Ihre Aufgabe
Benennen Sie in den folgenden Daten überall „pointer" in „locator" um und geben Sie alle Zeilen ansonsten unverändert wieder.

Gespeicherte Dateneinträge:
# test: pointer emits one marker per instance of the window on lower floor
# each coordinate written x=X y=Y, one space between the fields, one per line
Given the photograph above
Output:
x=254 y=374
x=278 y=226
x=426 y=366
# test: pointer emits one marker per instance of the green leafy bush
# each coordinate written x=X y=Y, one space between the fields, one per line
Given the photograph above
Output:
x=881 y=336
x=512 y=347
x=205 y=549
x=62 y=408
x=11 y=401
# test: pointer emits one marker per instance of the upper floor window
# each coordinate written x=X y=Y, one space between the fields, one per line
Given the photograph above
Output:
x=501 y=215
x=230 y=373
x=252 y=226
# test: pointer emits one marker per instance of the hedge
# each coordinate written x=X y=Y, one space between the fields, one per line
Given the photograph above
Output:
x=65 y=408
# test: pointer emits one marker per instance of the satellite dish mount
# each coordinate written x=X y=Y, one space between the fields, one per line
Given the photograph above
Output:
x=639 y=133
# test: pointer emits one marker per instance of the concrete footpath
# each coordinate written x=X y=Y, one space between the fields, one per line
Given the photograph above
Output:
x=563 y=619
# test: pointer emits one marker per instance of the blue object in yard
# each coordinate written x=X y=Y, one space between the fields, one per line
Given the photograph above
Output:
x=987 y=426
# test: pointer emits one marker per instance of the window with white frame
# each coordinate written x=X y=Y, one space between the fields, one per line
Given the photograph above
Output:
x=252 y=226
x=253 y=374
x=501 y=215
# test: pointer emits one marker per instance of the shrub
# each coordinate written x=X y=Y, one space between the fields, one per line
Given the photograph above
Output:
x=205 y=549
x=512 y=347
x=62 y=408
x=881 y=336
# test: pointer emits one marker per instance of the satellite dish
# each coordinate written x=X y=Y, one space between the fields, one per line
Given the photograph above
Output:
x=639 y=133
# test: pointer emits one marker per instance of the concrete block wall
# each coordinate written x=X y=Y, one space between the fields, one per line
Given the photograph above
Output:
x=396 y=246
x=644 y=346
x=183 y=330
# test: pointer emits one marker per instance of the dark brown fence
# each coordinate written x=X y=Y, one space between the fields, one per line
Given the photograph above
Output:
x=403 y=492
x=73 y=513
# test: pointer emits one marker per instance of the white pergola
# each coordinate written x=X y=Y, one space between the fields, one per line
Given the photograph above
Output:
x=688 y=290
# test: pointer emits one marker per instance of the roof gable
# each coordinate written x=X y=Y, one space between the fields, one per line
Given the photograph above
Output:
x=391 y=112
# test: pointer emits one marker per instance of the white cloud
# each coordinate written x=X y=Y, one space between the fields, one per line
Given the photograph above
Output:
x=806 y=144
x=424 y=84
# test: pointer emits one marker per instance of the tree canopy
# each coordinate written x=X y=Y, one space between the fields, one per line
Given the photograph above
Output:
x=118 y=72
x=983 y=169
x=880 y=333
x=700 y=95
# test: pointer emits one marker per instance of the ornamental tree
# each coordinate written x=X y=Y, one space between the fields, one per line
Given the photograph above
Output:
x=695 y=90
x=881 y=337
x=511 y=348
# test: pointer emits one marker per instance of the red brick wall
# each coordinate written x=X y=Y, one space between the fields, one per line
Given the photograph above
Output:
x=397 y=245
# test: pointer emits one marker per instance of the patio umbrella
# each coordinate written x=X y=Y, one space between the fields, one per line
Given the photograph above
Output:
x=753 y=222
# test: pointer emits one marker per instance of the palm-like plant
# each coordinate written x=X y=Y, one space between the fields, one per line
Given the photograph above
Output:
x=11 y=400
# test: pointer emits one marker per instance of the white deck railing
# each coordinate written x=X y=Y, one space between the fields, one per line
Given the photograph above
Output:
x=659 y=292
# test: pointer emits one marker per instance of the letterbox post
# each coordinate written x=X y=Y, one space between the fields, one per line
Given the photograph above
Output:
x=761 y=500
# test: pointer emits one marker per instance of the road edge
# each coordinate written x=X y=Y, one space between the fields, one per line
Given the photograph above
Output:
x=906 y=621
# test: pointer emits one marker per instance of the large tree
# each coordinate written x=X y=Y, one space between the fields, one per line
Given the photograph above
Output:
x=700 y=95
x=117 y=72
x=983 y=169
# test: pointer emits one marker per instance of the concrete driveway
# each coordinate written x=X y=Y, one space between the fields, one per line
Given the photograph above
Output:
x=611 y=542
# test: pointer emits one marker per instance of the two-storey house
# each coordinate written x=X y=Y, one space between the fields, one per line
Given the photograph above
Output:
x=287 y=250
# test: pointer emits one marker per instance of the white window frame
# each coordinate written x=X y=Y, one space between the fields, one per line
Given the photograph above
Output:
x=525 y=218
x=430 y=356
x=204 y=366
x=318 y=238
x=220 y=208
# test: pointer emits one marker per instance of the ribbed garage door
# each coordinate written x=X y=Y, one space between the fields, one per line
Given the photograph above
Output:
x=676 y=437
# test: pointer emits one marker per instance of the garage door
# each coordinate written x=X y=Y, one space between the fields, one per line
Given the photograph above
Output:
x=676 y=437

Ausgabe unten
# test: locator emits one marker per instance of the window on lower floor
# each coordinate written x=X y=Y, one space between the fields, one per line
Given the photograph above
Output:
x=254 y=374
x=278 y=226
x=426 y=366
# test: locator emits one marker per instance of the green leafy bush
# each coordinate written x=X y=Y, one space between the fields, one per line
Given the photograph above
Output:
x=881 y=336
x=512 y=347
x=205 y=549
x=62 y=408
x=11 y=401
# test: locator emits one marker per instance of the upper floor window
# each coordinate written x=X y=Y, one space between the fields, one per line
Given the photograph above
Output:
x=501 y=215
x=230 y=373
x=252 y=226
# test: locator emits one marker per instance of the hedge
# each coordinate written x=X y=Y, one space between the fields, one per line
Given the photograph above
Output:
x=65 y=408
# test: locator emits one marker per instance of the satellite dish mount
# each coordinate written x=X y=Y, one space between the fields, one per line
Given the photograph above
Output:
x=639 y=133
# test: locator emits one marker per instance of the concrete footpath
# each coordinate written x=X y=Y, one space between the fields, one per line
Given the photograph above
Output:
x=563 y=619
# test: locator emits one marker per instance of the blue object in yard
# each coordinate written x=X y=Y, one space between the fields, one per line
Given the photograph above
Output:
x=987 y=426
# test: locator emits one marker per instance of the window with white frame
# each coordinate written x=X y=Y, one space between the fields, one per line
Given the photograph above
Output:
x=252 y=226
x=253 y=374
x=501 y=215
# test: locator emits one marker per instance of the shrub
# each coordinate written x=X y=Y, one space between the fields, one per line
Given the photograph above
Output:
x=205 y=549
x=512 y=347
x=62 y=408
x=881 y=336
# test: locator emits one marker per instance of the satellite dish
# each coordinate written x=X y=Y, one space between the fields, one per line
Given the photograph above
Output:
x=639 y=133
# test: locator emits one marker per instance of the concrete block wall
# each coordinate written x=X y=Y, one space between the fields, one per line
Given the photograph above
Output:
x=396 y=246
x=644 y=346
x=183 y=330
# test: locator emits one marker per instance of the dark brown fence
# each coordinate written x=X y=Y, one space between the fields, one per line
Given the photograph above
Output:
x=403 y=492
x=73 y=513
# test: locator emits one marker per instance of the white pergola
# each coordinate written x=X y=Y, one space between the fields, one per line
Given the photograph above
Output:
x=688 y=290
# test: locator emits one marker per instance of the roof gable
# each coordinate written x=X y=Y, one space between the fields, one per line
Given the photograph above
Output:
x=391 y=112
# test: locator emits one marker per instance of the white cloud
# each coordinate written x=X y=Y, one space between the fields, one per line
Given the photograph above
Output:
x=806 y=144
x=424 y=84
# test: locator emits one marker per instance of the tree canopy
# each coordinate written x=X y=Y, one space between the fields, one per line
Given the photograph above
Output:
x=118 y=72
x=983 y=169
x=880 y=333
x=700 y=95
# test: locator emits one marker per instance of the ornamental tree
# each coordinate written x=X y=Y, one space between the fields, one per line
Given the photograph above
Output:
x=695 y=90
x=881 y=337
x=511 y=348
# test: locator emits one marker per instance of the red brick wall
# each coordinate written x=X y=Y, one space between the fields, one per line
Given the photograph above
Output:
x=397 y=245
# test: locator emits one marker per instance of the patio umbrella
# each coordinate written x=X y=Y, one space between the fields, one per line
Given the photograph above
Output:
x=753 y=222
# test: locator emits one marker per instance of the palm-like plant
# each coordinate written x=X y=Y, one space between the fields, one per line
Given the photograph above
Output:
x=11 y=400
# test: locator emits one marker per instance of the white deck railing
# each coordinate written x=X y=Y, one space between the fields, one per line
Given the photograph above
Output:
x=659 y=292
# test: locator emits one marker per instance of the letterbox post
# each coordinate written x=X y=Y, one space between the fields, one per line
Given the photograph above
Output:
x=761 y=500
# test: locator emits one marker per instance of the road edge
# each coordinate written x=X y=Y, one space between the fields, one per line
Given the photograph above
Output:
x=906 y=621
# test: locator emits one marker per instance of the large tree
# each coordinate written x=X y=Y, one space between the fields, one per line
Given the photograph above
Output:
x=700 y=95
x=117 y=72
x=983 y=169
# test: locator emits one marker per instance of the concrete driveway
# each coordinate written x=X y=Y, one space between the fields, one per line
Given the photograph above
Output:
x=611 y=542
# test: locator emits one marker per instance of the two-storey house
# each coordinate written x=X y=Y, one space between the fields, one per line
Given the photograph above
Output:
x=287 y=250
# test: locator emits one marker per instance of the white window frame
# each coordinate written x=X y=Y, one space between the fields, one per line
Given the photograph above
Output:
x=525 y=218
x=430 y=356
x=204 y=366
x=318 y=238
x=220 y=208
# test: locator emits one marker per instance of the ribbed garage door
# each coordinate written x=X y=Y, one space between the fields, one per line
Given the photograph above
Output:
x=676 y=437
# test: locator emits one marker per instance of the garage door
# each coordinate written x=X y=Y, one space between the fields, one per line
Given the photograph above
Output:
x=676 y=437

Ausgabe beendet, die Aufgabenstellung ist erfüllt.